***** Выбранный отрывок *****

Предпосылки к новому бурному всплеску и последующему все возрастающему прогрессу математических знаний создала эпоха морских путешествий и развития мануфактурного производства. Эпоха Возрождения, давшая миру изумительный расцвет искусства, вызвала также развитие точных наук, в том числе и математики, появилось учение Коперника. Церковь яростно боролась с прогрессом естествознания. Именно к этому моменту приурочен третий диалог Реньи. Для математики этот период можно и должно считать началом многих важных событий. Прежде всего Галилео Галилей впервые поставил изучение движения на научные основы. Это было той искрой, от которой впоследствии вспыхнуло развитие математического анализа и всей современной математики. В значительной мере к Галилею следует отнести и начало изучения случайных явлений. В его трудах имеются далеко продвинутые идеи и результаты теории ошибок наблюдений, существенные для экспериментальных наук. К сожалению, до последнего времени историки науки проходили мимо этого факта.

Последние три столетия внесли в математику много новых идей и результатов, а также возможностей для более полного и глубокого изучения явлений природы, поэтому даже краткое их описание потребовало бы слишком много места. Содержание математики постоянно меняется. Это естественный процесс, поскольку по мере изучения природы, развития техники, экономики и других областей знания возникают новые задачи, для решения которых недостаточно прежних математических понятий и методов исследования. Возникает потребность в дальнейшем совершенствовании математической науки, расширении арсенала ее средств исследования.

***** Исходные данные *****

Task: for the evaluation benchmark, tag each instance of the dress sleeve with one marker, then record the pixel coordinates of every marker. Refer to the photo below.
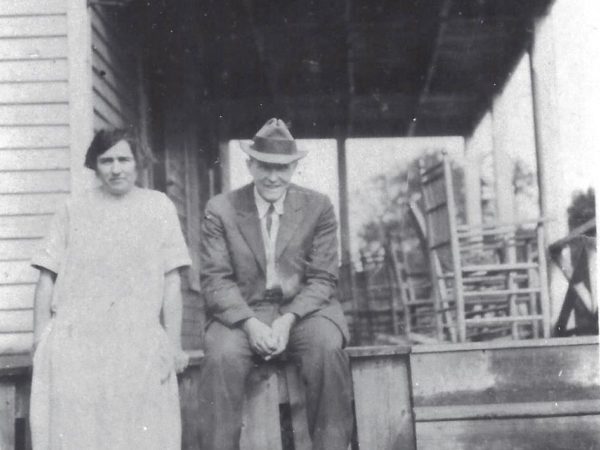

*****

**Список заданий**
a) Кто, согласно отрывку, впервые поставил изучение движения на научные основы?
b) Перепишите часть отрывка, заменив «техники» на «промышленности». Начните с места, где стоят слова «Последние три столетия», и остановитесь после слов «ее средств исследования.».
Приведённый материал не связан с отрывком и существует отдельно от него.

**Ответы на задания**
a) Галилео Галилей.

b)
Последние три столетия внесли в математику много новых идей и результатов, а также возможностей для более полного и глубокого изучения явлений природы, поэтому даже краткое их описание потребовало бы слишком много места. Содержание математики постоянно меняется. Это естественный процесс, поскольку по мере изучения природы, развития промышленности, экономики и других областей знания возникают новые задачи, для решения которых недостаточно прежних математических понятий и методов исследования. Возникает потребность в дальнейшем совершенствовании математической науки, расширении арсенала ее средств исследования.